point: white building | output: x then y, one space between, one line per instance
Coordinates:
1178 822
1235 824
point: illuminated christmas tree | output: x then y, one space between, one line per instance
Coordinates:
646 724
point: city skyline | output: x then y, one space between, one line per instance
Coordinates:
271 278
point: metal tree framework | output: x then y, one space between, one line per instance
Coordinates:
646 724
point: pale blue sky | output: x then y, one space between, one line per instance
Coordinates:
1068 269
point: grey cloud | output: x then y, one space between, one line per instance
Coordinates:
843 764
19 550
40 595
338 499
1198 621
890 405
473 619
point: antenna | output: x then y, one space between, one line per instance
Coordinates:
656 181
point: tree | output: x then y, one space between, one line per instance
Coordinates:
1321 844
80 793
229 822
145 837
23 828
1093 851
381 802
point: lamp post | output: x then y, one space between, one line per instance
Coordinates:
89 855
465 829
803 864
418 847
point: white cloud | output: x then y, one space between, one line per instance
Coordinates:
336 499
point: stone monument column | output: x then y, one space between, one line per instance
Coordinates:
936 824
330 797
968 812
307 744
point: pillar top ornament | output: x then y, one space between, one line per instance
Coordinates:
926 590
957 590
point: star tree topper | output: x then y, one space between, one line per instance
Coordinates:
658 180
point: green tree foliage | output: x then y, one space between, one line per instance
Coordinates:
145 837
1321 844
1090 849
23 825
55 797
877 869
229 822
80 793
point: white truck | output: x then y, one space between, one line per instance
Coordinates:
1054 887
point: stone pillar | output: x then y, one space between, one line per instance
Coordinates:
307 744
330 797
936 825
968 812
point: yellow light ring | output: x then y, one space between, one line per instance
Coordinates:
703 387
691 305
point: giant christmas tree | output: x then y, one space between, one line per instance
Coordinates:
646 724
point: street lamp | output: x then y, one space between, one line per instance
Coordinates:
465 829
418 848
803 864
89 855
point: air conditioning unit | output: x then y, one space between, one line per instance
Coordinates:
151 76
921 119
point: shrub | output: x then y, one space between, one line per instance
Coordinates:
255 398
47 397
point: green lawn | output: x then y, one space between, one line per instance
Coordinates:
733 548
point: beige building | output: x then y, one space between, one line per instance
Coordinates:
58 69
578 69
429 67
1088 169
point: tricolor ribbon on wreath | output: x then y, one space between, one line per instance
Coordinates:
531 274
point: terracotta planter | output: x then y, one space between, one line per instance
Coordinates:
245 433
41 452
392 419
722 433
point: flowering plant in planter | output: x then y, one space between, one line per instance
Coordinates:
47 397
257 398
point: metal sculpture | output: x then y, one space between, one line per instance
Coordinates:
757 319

# Exercise directions
Format everything from the row containing "point: terracotta planter" down to the end of the rows as a two-column CSV with the headers text and answer, one line per row. Put each row's text and its answer in separate quoted fields, with line breaks replaced by spaces.

# Task solution
text,answer
"point: terracotta planter | output: x then y, one space between, one line per instance Coordinates:","245 433 41 452 392 419 722 433"
"point: flowering plant in planter | output: x then y, one space between, one line per instance Coordinates:","47 397 257 398"
"point: metal sculpture | output: x then y, one space between, one line per instance Coordinates:","757 319"